(Задание A)
Процитируйте без изменений часть строк, приведённых ниже: начните с самой первой строки и закончите строкой, в которой стоит «88], [89, 105]]», включая её. Картинки в ответ не переносите.

(Отрывок)
***

Блок незадолго до смерти писал Чуковскому: “Слопала-таки поганая, гугнивая, родимая матушка Россия, как чушка своего поросенка”. Это с бо́льшим или меньшим правом могли сказать о себе все люди Серебряного века, которым померещился выход из замкнутого круга; но Гиппиус, кажется, могла бы первой применить к себе эти слова своего “лунного друга”, как называется ее отличный очерк о Блоке. Если бы она перестала интересоваться современностью, не было бы и глобального разочарования семнадцатого года, и угрюмого доживания – но тогда, пожалуй, не было бы и дневников, и стихов, и всей остроты, всего напряжения ее жизни. Слабость Гиппиус в записях 1917–1920 годов обернулась силой, и, пожалуй, только эти записи останутся в конце концов главным в ее обширном наследии. Мы все ничего не изменим в России – “И погромче нас были витии, да не сделали пользы пером”, – но наше отчаяние по этому поводу порождает и еще некоторое время будет порождать значимые тексты, а что интересует Главного Читателя, кроме текстов?

***

(Строки данных)
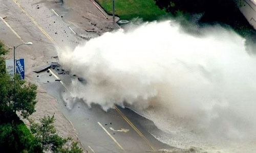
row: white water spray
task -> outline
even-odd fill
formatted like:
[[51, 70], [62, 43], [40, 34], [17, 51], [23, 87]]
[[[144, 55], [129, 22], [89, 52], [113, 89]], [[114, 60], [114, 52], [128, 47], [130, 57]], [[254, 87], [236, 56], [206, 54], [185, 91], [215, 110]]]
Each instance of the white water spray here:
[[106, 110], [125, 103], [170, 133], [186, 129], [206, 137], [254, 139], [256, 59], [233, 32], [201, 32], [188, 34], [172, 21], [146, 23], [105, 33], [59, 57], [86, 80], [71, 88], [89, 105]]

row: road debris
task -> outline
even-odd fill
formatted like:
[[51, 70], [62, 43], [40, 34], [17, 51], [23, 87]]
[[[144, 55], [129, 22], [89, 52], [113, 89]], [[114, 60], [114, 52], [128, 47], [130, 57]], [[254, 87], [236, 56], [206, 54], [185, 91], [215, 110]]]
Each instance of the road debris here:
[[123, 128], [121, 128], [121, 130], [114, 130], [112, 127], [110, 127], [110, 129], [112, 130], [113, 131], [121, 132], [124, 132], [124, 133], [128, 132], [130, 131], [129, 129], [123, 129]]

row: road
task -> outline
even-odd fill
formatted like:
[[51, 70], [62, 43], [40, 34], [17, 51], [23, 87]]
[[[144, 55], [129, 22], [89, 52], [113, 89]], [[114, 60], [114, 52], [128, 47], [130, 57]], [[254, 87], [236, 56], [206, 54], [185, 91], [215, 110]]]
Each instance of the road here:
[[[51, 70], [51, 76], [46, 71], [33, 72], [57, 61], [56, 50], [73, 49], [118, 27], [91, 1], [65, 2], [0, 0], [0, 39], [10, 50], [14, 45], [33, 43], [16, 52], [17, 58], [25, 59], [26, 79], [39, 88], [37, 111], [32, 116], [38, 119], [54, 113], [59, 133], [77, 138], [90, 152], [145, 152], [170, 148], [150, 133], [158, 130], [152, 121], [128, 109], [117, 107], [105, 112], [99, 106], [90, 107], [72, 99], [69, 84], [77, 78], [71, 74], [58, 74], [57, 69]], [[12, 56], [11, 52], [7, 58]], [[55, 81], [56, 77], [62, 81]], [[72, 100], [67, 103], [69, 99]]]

***

(Задание B)
Выведите весь отрывок о Гиппиус полностью, слово в слово.

(Правильный ответ A)
row: white water spray
task -> outline
even-odd fill
formatted like:
[[51, 70], [62, 43], [40, 34], [17, 51], [23, 87]]
[[[144, 55], [129, 22], [89, 52], [113, 89]], [[114, 60], [114, 52], [128, 47], [130, 57]], [[254, 87], [236, 56], [206, 54], [185, 91], [215, 110]]]
Each instance of the white water spray here:
[[106, 110], [125, 103], [170, 133], [186, 129], [206, 137], [254, 139], [256, 59], [233, 32], [201, 32], [188, 34], [172, 21], [146, 23], [105, 33], [59, 57], [86, 80], [71, 88], [89, 105]]

(Правильный ответ B)
Блок незадолго до смерти писал Чуковскому: “Слопала-таки поганая, гугнивая, родимая матушка Россия, как чушка своего поросенка”. Это с бо́льшим или меньшим правом могли сказать о себе все люди Серебряного века, которым померещился выход из замкнутого круга; но Гиппиус, кажется, могла бы первой применить к себе эти слова своего “лунного друга”, как называется ее отличный очерк о Блоке. Если бы она перестала интересоваться современностью, не было бы и глобального разочарования семнадцатого года, и угрюмого доживания – но тогда, пожалуй, не было бы и дневников, и стихов, и всей остроты, всего напряжения ее жизни. Слабость Гиппиус в записях 1917–1920 годов обернулась силой, и, пожалуй, только эти записи останутся в конце концов главным в ее обширном наследии. Мы все ничего не изменим в России – “И погромче нас были витии, да не сделали пользы пером”, – но наше отчаяние по этому поводу порождает и еще некоторое время будет порождать значимые тексты, а что интересует Главного Читателя, кроме текстов?